Copy the lines between the one holding "Q: What is the bounding box of the front wheel" and the one holding "[0,352,48,369]", inclusive, replacing "bounding box" with "bounding rectangle" and keeping everything else the same.

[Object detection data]
━━━━
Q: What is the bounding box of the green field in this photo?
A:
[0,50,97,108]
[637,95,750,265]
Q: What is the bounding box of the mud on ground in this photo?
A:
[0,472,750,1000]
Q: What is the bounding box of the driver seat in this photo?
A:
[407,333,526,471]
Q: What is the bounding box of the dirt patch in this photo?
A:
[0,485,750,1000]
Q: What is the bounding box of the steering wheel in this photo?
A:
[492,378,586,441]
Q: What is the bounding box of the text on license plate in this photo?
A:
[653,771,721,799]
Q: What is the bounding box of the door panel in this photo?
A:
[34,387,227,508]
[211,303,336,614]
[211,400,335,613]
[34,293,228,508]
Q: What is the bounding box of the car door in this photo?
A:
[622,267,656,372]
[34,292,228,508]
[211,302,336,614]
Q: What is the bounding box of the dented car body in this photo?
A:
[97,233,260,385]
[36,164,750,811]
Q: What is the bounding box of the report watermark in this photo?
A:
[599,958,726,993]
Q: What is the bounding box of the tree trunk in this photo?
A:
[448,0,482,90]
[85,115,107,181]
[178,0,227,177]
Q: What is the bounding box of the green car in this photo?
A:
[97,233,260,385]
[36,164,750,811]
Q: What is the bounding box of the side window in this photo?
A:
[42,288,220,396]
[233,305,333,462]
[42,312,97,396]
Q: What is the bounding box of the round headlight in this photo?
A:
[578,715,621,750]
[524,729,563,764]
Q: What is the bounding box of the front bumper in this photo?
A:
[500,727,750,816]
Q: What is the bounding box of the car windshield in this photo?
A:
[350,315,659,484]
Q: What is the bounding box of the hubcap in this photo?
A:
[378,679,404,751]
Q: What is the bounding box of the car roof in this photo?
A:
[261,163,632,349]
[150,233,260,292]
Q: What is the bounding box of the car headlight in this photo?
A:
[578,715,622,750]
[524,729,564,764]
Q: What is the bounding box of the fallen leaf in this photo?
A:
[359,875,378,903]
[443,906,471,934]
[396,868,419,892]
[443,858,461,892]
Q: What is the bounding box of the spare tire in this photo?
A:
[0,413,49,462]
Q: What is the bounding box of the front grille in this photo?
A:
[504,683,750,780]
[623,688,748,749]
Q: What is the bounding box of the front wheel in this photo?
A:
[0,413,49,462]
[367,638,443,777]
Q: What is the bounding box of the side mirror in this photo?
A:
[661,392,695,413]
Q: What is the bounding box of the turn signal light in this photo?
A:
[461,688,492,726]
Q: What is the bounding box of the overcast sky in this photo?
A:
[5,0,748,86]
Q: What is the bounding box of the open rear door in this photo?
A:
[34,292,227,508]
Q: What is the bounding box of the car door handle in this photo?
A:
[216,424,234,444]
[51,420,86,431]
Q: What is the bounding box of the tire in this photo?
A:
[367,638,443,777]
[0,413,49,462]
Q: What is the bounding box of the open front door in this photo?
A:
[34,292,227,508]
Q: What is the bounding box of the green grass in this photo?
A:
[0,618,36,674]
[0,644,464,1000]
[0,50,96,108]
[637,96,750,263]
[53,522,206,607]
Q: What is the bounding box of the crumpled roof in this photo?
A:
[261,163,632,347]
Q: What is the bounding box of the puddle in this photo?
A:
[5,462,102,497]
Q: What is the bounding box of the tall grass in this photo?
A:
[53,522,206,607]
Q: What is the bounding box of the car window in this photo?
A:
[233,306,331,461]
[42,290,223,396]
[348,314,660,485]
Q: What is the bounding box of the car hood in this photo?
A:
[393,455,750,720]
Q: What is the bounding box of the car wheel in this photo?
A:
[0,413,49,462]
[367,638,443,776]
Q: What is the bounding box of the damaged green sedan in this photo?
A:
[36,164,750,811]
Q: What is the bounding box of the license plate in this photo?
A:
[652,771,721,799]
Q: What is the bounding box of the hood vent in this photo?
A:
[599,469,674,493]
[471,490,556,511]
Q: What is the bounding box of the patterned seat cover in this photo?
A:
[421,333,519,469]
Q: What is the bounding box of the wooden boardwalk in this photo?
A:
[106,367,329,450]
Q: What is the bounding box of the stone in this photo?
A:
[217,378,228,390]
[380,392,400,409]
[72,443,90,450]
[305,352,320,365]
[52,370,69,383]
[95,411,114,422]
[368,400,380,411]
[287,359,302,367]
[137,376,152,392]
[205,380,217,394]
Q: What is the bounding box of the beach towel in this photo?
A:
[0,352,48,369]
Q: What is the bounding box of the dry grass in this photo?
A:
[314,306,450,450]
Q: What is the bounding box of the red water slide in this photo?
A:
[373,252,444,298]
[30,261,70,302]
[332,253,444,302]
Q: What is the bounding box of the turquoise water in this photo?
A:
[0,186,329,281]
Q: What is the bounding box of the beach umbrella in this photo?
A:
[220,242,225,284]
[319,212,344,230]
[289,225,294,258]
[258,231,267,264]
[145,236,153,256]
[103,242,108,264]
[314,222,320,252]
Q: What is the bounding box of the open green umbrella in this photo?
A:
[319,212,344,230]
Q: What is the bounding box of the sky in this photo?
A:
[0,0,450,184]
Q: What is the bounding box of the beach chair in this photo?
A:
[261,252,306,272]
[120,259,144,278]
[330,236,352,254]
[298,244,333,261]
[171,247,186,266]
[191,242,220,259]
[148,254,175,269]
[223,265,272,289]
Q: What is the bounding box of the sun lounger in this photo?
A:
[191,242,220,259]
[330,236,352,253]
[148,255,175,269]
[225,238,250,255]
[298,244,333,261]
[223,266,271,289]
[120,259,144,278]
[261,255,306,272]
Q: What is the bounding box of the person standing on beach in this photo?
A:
━━━━
> **Solution for this task**:
Q: What is the bounding rectangle of the front wheel in this photo?
A:
[0,413,49,462]
[367,638,443,777]
Q: What is the bounding rectangle of the side mirror in this photo?
A:
[661,392,695,413]
Q: What is the bounding rectangle of the turn signal light in this photo?
A:
[461,688,492,726]
Q: What is the bounding rectangle of the overcast sky in this photo?
A:
[5,0,748,86]
Q: What is the bounding rectangle of the open rear door in this photo?
A:
[34,292,227,508]
Q: What is the bounding rectangle of the car door handle in this photo?
A:
[216,424,234,444]
[51,420,86,431]
Q: What is the bounding rectangle of the tire in this photo?
A:
[367,638,443,777]
[0,413,49,462]
Q: What is the bounding rectangle of the open front door in this photo?
A:
[34,292,227,508]
Q: What is the bounding rectangle of the green grass in this photo?
A:
[0,618,36,674]
[0,644,464,1000]
[0,50,96,108]
[637,96,750,263]
[53,522,206,607]
Q: What is the bounding rectangle of the crumpled roof in this photo?
A:
[261,163,632,347]
Q: What is the bounding rectangle of the puddle in this photo?
A:
[5,462,102,497]
Q: What is the bounding rectangle of the tall grass in this photo?
A:
[53,522,206,607]
Q: What is the bounding rectangle of the car window in this photo?
A:
[233,306,331,461]
[42,290,223,396]
[348,314,660,485]
Q: What is the bounding rectangle of the car hood in this photo?
A:
[393,455,750,720]
Q: What is the bounding rectangle of the car wheel in this photo?
A:
[0,413,49,462]
[367,638,443,776]
Q: What is the bounding rectangle of the damaged green sedan in this photo?
A:
[36,164,750,811]
Q: What is the bounding rectangle of the license plate in this photo?
A:
[652,771,721,799]
Q: What is the bounding rectangle of the hood vent in this photo?
A:
[599,469,674,493]
[471,490,556,511]
Q: What is the bounding rectangle of the patterned seat cover in this photo?
A:
[421,333,519,469]
Q: What is the bounding rectangle of the wooden boardwalk in this photo?
A:
[106,367,329,450]
Q: What is the bounding rectangle of the stone in this photo?
A:
[217,378,228,390]
[380,392,400,409]
[72,443,90,450]
[305,352,320,365]
[52,370,69,383]
[95,411,114,422]
[368,400,380,411]
[287,359,302,367]
[137,376,152,392]
[205,380,217,394]
Q: What is the bounding rectangle of the beach towel in this photo?
A:
[0,352,48,369]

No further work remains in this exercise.